Document passage:
Ran training on my custom data but generation fails with CUDA memory error.

jbmaxwell commented 11 months ago

I appear to have successfully run training on my custom tensor data, but generate.py is crashing with a CUDA out of memory error. I'm running on a 2x A100-40 machine. I can see that the model loads, but it crashes when entering the actual sampler_fn.

I also tried with device='cpu', but that almost seems to hang, consuming a huge amount of resident memory (in top), but never really progressing (from what I can tell). My input tensors are (1, 32, 2048) and are actually latents from another autoencoder, so I'm not using the VAE in Patch-Diffusion. Any thoughts?

EDIT: I'm running the EDM sampler, btw.

Zhendong-Wang commented 11 months ago

Hi, if it can be trained, it should be able to generate. Generation doesn't need backprop and compute any gradients so it is more GPU meomory efficient. The edm sampler should be fine with my experiments. The input tensors is in (1, 32, 2048) share, so it is not image shape? I am not sure what's happening here, lol. But if it is able to be trained, it will be able to generate.

Set exercise 1:
Extract the passage of the CUDA memory thread between "EDIT: I'm running" and "will be able to generate.", inclusive, copying it word for word.
Set exercise 2:
Pull out every line of the rows below that contains the string "green", treating uppercase and lowercase as different.

Information shown:

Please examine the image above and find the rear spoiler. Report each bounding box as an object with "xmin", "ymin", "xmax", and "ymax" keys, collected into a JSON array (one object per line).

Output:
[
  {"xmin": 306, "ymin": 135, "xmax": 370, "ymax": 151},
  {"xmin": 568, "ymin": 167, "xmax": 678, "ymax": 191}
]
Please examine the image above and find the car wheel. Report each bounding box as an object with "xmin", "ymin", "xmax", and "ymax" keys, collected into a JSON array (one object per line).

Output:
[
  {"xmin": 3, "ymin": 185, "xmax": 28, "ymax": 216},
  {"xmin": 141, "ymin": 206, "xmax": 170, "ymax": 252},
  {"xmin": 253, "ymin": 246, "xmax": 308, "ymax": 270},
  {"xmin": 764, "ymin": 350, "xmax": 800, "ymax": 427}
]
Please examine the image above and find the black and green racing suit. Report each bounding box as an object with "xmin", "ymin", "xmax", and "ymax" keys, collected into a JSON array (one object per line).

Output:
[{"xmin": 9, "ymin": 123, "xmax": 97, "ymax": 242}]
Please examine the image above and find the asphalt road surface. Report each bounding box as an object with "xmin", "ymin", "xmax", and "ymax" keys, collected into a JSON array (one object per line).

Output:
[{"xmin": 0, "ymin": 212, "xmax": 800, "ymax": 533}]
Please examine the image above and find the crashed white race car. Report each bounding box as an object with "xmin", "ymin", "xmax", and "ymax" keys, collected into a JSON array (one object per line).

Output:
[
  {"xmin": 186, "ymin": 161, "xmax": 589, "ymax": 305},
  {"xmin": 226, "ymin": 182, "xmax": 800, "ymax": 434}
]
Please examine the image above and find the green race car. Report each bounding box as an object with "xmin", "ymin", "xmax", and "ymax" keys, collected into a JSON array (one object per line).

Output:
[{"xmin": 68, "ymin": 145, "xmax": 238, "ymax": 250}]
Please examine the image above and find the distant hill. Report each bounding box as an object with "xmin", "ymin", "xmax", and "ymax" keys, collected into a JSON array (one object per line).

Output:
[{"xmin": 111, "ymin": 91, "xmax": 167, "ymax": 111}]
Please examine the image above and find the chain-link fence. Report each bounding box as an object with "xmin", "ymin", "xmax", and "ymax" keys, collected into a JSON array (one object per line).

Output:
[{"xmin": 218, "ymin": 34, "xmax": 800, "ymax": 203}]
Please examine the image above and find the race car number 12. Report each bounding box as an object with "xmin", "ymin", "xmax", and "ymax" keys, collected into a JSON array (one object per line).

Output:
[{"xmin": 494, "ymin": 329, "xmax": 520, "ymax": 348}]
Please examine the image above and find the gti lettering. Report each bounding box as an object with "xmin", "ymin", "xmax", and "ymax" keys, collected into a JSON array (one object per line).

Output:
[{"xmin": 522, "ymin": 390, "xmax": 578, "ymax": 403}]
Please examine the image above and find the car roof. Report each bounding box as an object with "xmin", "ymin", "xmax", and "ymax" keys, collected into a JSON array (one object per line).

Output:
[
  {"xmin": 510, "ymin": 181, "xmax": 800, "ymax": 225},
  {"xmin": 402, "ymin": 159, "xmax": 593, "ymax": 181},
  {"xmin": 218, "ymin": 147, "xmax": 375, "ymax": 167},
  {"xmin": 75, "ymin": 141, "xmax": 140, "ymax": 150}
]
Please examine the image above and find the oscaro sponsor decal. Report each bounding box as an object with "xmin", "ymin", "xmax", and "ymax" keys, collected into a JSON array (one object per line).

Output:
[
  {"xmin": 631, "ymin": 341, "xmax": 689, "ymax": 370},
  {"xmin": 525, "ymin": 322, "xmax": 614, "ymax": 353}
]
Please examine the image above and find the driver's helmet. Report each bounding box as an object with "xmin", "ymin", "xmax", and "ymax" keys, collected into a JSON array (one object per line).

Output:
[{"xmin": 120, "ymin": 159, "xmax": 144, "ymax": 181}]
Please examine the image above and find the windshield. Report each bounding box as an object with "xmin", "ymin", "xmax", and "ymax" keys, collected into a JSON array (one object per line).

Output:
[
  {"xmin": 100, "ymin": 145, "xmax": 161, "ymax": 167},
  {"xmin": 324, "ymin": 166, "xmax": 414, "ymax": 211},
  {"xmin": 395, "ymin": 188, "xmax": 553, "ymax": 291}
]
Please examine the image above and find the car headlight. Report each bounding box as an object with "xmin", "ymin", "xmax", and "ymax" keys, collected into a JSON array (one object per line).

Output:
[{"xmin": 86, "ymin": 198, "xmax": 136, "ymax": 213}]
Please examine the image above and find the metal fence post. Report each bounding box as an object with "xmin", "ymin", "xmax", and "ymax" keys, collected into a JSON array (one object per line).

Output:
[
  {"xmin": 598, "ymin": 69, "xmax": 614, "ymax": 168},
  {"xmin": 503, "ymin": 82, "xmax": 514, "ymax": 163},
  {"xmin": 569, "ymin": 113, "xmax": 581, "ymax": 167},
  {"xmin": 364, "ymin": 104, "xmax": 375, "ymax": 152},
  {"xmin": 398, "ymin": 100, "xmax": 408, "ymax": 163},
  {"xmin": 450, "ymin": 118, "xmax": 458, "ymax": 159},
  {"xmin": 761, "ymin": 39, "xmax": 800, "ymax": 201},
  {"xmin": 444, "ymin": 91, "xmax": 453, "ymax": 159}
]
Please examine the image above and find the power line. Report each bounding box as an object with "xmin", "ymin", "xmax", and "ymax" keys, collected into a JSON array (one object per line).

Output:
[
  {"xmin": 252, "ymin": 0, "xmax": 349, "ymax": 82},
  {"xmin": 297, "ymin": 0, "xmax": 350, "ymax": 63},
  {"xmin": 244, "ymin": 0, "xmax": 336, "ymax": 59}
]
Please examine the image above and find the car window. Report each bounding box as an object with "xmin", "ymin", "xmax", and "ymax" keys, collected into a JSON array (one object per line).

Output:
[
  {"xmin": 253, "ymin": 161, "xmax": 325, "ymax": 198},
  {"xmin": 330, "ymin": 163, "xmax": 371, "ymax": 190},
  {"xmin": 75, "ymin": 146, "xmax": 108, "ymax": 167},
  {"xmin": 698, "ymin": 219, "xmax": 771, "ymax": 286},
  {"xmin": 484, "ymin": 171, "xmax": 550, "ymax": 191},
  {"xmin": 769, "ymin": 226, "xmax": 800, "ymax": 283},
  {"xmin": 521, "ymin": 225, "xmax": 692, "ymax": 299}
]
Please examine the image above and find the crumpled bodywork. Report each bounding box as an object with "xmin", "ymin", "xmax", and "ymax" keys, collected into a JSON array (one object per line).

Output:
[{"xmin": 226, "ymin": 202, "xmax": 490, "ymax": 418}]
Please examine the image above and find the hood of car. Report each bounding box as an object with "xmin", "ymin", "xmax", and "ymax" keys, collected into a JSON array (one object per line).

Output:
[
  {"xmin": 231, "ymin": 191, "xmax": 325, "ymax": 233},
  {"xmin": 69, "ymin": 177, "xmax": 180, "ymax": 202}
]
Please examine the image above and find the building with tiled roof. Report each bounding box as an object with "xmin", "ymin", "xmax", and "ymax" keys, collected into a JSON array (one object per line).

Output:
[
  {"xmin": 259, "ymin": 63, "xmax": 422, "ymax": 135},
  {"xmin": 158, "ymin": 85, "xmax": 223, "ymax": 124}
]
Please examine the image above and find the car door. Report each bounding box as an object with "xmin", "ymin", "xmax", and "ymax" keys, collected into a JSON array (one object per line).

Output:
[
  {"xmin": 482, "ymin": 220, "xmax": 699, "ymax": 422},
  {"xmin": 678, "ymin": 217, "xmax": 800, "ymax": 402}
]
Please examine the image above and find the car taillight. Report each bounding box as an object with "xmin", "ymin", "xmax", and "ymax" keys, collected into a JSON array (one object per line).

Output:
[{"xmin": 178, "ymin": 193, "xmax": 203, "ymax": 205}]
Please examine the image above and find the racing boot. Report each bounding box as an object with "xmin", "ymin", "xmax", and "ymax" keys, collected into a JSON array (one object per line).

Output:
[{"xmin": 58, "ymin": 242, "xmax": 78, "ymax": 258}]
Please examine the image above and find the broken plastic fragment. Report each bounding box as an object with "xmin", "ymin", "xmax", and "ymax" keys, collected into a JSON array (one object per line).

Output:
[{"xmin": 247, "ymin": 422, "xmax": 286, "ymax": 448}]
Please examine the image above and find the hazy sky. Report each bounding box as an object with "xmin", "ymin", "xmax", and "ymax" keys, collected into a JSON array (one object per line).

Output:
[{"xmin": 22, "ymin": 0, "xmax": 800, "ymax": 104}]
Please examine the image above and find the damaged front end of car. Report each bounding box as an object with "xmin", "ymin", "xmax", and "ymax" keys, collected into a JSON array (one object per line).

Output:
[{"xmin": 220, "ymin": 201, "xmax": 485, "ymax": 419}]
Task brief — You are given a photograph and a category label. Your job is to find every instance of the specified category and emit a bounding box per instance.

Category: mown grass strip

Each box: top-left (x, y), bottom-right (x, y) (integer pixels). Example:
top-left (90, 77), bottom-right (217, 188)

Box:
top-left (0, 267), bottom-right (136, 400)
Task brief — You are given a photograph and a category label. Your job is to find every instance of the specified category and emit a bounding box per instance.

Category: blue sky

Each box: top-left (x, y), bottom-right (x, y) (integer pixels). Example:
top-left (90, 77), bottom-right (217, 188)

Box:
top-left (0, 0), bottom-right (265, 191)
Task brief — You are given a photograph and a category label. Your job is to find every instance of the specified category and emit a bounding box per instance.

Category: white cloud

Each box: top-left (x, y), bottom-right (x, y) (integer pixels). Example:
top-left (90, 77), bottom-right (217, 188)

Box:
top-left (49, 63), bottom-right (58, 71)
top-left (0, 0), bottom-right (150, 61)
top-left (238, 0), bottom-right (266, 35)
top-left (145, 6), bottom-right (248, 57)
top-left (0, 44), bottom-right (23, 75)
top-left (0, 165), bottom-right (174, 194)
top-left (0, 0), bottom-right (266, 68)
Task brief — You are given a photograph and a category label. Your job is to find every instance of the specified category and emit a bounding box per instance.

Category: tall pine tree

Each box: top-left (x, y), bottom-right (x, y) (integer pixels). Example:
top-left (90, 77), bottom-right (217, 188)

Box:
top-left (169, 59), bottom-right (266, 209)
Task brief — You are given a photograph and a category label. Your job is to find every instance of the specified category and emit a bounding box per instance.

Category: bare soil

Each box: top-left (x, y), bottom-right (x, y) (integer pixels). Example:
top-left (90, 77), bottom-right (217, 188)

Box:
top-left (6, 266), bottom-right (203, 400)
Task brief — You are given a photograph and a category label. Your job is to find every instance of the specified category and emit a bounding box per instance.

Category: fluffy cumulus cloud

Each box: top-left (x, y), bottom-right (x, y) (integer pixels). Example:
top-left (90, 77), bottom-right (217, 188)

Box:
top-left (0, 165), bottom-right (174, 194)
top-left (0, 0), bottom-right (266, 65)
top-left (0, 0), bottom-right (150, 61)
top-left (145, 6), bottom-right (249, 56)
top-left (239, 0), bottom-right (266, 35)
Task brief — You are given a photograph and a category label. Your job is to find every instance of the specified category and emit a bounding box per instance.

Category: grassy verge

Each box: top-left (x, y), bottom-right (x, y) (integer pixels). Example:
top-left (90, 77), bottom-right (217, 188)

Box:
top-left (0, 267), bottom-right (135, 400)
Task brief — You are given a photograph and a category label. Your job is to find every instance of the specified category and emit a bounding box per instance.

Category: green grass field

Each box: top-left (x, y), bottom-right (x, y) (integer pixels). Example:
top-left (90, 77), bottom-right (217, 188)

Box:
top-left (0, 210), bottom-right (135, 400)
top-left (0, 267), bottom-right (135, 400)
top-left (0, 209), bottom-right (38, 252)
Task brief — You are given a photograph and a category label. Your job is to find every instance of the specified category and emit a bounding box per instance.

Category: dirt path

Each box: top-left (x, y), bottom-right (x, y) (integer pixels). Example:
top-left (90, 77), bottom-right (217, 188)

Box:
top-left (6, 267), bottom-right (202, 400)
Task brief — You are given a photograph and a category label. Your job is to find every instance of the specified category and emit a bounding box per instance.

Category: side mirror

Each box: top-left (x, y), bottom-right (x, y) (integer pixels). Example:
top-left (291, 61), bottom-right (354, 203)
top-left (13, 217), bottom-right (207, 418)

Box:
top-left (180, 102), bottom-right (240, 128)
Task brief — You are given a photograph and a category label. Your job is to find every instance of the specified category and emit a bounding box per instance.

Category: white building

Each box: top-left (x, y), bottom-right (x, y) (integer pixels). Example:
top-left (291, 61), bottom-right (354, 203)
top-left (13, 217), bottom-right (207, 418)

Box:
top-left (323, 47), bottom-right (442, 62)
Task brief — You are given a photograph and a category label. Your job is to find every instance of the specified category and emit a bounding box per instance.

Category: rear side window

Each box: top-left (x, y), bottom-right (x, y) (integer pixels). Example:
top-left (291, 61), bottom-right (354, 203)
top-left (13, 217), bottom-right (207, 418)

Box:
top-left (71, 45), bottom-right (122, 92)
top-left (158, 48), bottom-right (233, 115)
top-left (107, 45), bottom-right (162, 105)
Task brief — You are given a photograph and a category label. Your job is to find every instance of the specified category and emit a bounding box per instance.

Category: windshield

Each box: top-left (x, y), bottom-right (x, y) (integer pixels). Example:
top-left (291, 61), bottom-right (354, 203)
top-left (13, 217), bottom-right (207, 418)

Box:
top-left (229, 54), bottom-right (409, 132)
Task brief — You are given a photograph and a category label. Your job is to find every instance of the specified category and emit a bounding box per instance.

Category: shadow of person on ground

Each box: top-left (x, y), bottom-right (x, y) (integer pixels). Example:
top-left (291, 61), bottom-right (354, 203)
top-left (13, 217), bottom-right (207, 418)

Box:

Written response 1:
EDIT: I'm running the EDM sampler, btw.

Zhendong-Wang commented 11 months ago

Hi, if it can be trained, it should be able to generate. Generation doesn't need backprop and compute any gradients so it is more GPU meomory efficient. The edm sampler should be fine with my experiments. The input tensors is in (1, 32, 2048) share, so it is not image shape? I am not sure what's happening here, lol. But if it is able to be trained, it will be able to generate.

Written response 2:
Please examine the image above and find the black and green racing suit. Report each bounding box as an object with "xmin", "ymin", "xmax", and "ymax" keys, collected into a JSON array (one object per line).
Please examine the image above and find the green race car. Report each bounding box as an object with "xmin", "ymin", "xmax", and "ymax" keys, collected into a JSON array (one object per line).
Category: green grass field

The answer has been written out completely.